Present every line of the records below as a numbered list, skipping blank lines. Leave the pictures out of your answer.
-- begin PROVIDED DATA --
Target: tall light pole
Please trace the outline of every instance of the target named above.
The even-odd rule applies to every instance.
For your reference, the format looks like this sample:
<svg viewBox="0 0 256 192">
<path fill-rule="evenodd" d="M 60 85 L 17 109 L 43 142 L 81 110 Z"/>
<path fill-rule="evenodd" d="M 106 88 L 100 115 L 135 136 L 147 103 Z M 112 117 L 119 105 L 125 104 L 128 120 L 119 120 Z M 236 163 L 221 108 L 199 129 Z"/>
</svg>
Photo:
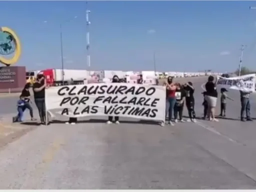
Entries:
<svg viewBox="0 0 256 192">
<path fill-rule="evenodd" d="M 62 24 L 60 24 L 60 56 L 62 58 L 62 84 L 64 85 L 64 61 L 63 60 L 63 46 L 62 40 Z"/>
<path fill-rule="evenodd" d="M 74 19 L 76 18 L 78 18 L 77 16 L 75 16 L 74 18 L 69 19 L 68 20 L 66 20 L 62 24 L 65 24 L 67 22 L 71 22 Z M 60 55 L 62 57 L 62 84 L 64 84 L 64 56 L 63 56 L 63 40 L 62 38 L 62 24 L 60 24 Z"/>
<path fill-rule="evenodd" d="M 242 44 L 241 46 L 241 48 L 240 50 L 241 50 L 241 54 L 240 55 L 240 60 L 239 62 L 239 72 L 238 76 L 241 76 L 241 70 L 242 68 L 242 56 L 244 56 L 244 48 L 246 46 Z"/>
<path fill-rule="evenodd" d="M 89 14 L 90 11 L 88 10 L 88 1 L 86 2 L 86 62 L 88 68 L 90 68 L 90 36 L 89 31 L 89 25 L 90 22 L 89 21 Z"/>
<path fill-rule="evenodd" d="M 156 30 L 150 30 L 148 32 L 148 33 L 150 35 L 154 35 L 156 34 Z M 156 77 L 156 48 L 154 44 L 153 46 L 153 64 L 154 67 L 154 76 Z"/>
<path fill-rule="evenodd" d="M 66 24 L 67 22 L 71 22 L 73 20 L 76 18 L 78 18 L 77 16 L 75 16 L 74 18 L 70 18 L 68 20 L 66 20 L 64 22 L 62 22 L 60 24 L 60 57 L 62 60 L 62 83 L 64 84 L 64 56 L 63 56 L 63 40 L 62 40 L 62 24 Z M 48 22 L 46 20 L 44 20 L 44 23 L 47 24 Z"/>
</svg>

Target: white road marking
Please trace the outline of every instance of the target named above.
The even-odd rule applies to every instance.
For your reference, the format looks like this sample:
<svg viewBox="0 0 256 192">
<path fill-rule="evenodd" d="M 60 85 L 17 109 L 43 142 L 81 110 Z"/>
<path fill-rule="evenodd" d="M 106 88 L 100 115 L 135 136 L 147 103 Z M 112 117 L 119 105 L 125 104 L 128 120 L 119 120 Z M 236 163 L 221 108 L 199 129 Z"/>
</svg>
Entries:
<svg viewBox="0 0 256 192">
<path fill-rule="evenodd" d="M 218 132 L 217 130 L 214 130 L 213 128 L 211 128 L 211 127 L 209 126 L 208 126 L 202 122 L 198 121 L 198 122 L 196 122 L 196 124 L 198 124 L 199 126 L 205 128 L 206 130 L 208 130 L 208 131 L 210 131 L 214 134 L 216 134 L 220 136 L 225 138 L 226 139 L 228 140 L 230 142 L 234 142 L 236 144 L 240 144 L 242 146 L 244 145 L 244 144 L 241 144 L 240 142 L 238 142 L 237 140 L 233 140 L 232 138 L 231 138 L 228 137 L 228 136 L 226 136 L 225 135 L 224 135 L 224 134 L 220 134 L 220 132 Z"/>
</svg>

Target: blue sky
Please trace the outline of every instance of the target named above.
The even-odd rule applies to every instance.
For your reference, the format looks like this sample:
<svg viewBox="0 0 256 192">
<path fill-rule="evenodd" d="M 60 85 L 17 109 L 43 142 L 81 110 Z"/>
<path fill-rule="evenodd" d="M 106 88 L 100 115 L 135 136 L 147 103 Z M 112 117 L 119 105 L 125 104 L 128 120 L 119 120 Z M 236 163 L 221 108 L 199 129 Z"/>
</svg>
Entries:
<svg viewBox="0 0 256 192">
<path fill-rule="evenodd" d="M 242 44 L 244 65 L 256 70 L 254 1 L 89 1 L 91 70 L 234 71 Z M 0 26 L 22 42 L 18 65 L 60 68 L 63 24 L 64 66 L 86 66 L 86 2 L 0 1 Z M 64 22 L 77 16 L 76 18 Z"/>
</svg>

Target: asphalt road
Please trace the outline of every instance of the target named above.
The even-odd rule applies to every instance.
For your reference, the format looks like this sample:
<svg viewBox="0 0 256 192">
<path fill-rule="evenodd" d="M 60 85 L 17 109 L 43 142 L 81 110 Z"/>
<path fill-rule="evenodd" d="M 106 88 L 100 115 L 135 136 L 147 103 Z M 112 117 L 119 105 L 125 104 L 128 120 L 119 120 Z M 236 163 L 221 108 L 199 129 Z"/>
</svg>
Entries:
-- end PROVIDED DATA --
## EXERCISE RESULT
1. Target: tall light pole
2. Please trace the outline of every instance of the target named above.
3. The even-odd rule applies to every instance.
4. For your reference, the format looks like this sample:
5. <svg viewBox="0 0 256 192">
6. <path fill-rule="evenodd" d="M 60 85 L 17 109 L 43 142 L 81 110 Z"/>
7. <path fill-rule="evenodd" d="M 106 88 L 100 115 L 135 136 L 147 103 Z M 112 117 L 119 105 L 125 104 L 128 120 L 119 120 Z M 236 163 L 221 108 L 199 129 Z"/>
8. </svg>
9. Photo:
10. Entries:
11. <svg viewBox="0 0 256 192">
12. <path fill-rule="evenodd" d="M 62 24 L 60 24 L 60 56 L 62 58 L 62 84 L 64 85 L 64 61 L 63 60 L 63 46 L 62 40 Z"/>
13. <path fill-rule="evenodd" d="M 74 19 L 76 18 L 78 18 L 77 16 L 75 16 L 74 18 L 69 19 L 68 20 L 66 20 L 62 24 L 65 24 L 67 22 L 71 22 Z M 60 55 L 62 57 L 62 84 L 64 84 L 64 56 L 63 56 L 63 40 L 62 38 L 62 24 L 60 24 Z"/>
14. <path fill-rule="evenodd" d="M 242 44 L 241 46 L 241 48 L 240 50 L 241 50 L 241 54 L 240 55 L 240 60 L 239 62 L 239 72 L 238 76 L 241 76 L 241 70 L 242 68 L 242 56 L 244 56 L 244 48 L 246 46 Z"/>
15. <path fill-rule="evenodd" d="M 89 14 L 90 11 L 88 10 L 88 1 L 86 2 L 86 62 L 88 68 L 90 68 L 90 36 L 89 31 L 89 25 L 90 22 L 89 21 Z"/>
16. <path fill-rule="evenodd" d="M 156 30 L 150 30 L 148 32 L 148 33 L 150 35 L 154 35 L 156 34 Z M 156 77 L 156 48 L 154 44 L 153 46 L 153 64 L 154 67 L 154 76 Z"/>
17. <path fill-rule="evenodd" d="M 66 24 L 67 22 L 71 22 L 73 20 L 76 18 L 78 18 L 77 16 L 75 16 L 74 18 L 70 18 L 68 20 L 66 20 L 64 22 L 62 22 L 60 24 L 60 57 L 62 60 L 62 83 L 64 84 L 64 56 L 63 56 L 63 40 L 62 40 L 62 24 Z M 48 22 L 46 20 L 44 20 L 44 23 L 47 24 Z"/>
18. </svg>
19. Target: white road marking
20. Please trace the outline of every instance of the target named above.
21. The even-odd rule applies to every instance.
22. For your reference, the format looks like this sample:
23. <svg viewBox="0 0 256 192">
24. <path fill-rule="evenodd" d="M 60 85 L 17 109 L 43 142 L 81 110 Z"/>
25. <path fill-rule="evenodd" d="M 106 88 L 100 115 L 135 136 L 147 103 Z M 112 117 L 119 105 L 125 104 L 128 120 L 119 120 Z M 236 163 L 221 108 L 199 129 Z"/>
26. </svg>
27. Entries:
28. <svg viewBox="0 0 256 192">
29. <path fill-rule="evenodd" d="M 218 132 L 217 130 L 214 130 L 213 128 L 211 128 L 211 127 L 209 126 L 208 126 L 202 122 L 198 121 L 198 122 L 196 122 L 196 124 L 198 124 L 199 126 L 205 128 L 206 130 L 208 130 L 208 131 L 210 131 L 214 134 L 216 134 L 220 136 L 225 138 L 226 139 L 228 140 L 230 142 L 234 142 L 236 144 L 240 144 L 242 146 L 244 145 L 244 144 L 241 144 L 240 142 L 238 142 L 237 140 L 233 140 L 232 138 L 231 138 L 228 137 L 228 136 L 226 136 L 225 135 L 224 135 L 224 134 L 220 134 L 220 132 Z"/>
30. </svg>
31. Target: blue sky
32. Please trace the outline of every instance of the target named above.
33. The even-odd rule applies to every instance.
34. For your reference, the format looks like this sample:
35. <svg viewBox="0 0 256 192">
36. <path fill-rule="evenodd" d="M 60 85 L 17 109 L 43 142 L 81 110 Z"/>
37. <path fill-rule="evenodd" d="M 106 88 L 100 115 L 135 136 L 147 103 Z M 112 117 L 119 105 L 125 104 L 128 120 L 119 120 Z M 236 163 L 221 108 L 199 129 Z"/>
38. </svg>
39. Entries:
40. <svg viewBox="0 0 256 192">
41. <path fill-rule="evenodd" d="M 242 44 L 244 65 L 256 70 L 254 1 L 89 1 L 91 70 L 234 71 Z M 0 26 L 22 42 L 18 65 L 60 68 L 63 24 L 64 66 L 86 66 L 86 2 L 0 1 Z M 64 22 L 77 16 L 76 18 Z"/>
42. </svg>
43. Target: asphalt road
44. Please trace the outline of every instance of the target named above.
45. The even-odd rule applies to every instance.
46. For your reference, the format looks like this sample:
47. <svg viewBox="0 0 256 192">
48. <path fill-rule="evenodd" d="M 60 85 L 17 109 L 43 142 L 81 110 Z"/>
49. <path fill-rule="evenodd" d="M 106 88 L 100 115 L 135 136 L 147 103 Z M 112 117 L 119 105 L 125 104 L 128 120 L 119 120 Z M 236 163 L 221 108 L 199 129 Z"/>
50. </svg>
51. Entries:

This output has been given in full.